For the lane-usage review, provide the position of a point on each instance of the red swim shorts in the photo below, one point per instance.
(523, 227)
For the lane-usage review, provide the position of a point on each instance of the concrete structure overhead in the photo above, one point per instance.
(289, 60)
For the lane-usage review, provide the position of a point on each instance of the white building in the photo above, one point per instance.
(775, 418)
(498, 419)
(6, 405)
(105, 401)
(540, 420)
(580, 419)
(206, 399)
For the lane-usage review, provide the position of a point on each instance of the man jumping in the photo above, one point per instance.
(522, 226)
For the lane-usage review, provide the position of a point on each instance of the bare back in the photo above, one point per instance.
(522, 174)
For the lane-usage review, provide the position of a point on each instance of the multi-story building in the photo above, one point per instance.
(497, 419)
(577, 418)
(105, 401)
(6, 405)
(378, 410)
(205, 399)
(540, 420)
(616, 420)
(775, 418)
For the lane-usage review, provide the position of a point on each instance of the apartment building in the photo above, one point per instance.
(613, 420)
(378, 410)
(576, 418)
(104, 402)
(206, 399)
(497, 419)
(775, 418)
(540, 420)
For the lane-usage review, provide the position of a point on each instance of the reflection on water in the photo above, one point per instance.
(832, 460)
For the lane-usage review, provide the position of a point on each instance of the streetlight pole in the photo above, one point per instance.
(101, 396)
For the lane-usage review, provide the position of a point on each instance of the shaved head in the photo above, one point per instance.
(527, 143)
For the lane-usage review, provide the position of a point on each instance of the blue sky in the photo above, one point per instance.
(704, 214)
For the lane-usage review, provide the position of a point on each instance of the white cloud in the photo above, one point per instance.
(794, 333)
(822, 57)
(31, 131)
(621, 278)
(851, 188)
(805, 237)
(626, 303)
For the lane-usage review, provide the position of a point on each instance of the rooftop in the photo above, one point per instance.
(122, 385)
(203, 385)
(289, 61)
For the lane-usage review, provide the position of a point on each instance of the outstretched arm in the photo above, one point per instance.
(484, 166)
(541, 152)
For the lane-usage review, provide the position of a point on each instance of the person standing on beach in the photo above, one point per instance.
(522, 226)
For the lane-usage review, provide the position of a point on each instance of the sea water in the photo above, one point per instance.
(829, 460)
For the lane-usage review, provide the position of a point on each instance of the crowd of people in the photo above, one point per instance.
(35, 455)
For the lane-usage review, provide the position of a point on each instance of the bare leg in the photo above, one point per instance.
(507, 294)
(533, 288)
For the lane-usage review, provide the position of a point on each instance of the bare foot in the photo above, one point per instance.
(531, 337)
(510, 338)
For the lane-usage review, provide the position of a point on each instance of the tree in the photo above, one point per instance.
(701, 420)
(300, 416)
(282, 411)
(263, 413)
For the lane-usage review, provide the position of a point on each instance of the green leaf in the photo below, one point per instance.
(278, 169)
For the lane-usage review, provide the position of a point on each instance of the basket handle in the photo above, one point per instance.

▶ [EXERCISE BRIEF]:
Transcribe, word for word, every line from the one containing "of the person" through the final line of the entries, and nothing else.

▶ [EXERCISE OUTPUT]:
For the lane-usage review, provide the position of a point on each instance of the person standing on beach in the photo above, one point per instance.
(522, 226)
For the lane-usage review, provide the position of a point on each instance of the sea water in the photo above, one point per instance.
(829, 460)
For the lane-usage review, provide the position of a point on each instance of the crowd of people in the photo above, one point per instance.
(35, 455)
For the lane-usage review, provide the position of a point on each instance of the bare leg in the photo above, one point per instance.
(507, 294)
(533, 288)
For the lane-usage review, provide the position of a point on each instance of the bare foot in the photo above, one point per instance.
(531, 337)
(510, 338)
For the lane-usage review, provide the position of a point on each instance of the tree in the photo above, one point per instance.
(701, 420)
(300, 416)
(282, 411)
(263, 413)
For the lane-usage review, provide the position of a point on each instance of the green leaf in the photo below, one point per instance.
(278, 169)
For the lane-usage review, provide the position of a point on each instance of the basket handle in the photo above, one point per instance.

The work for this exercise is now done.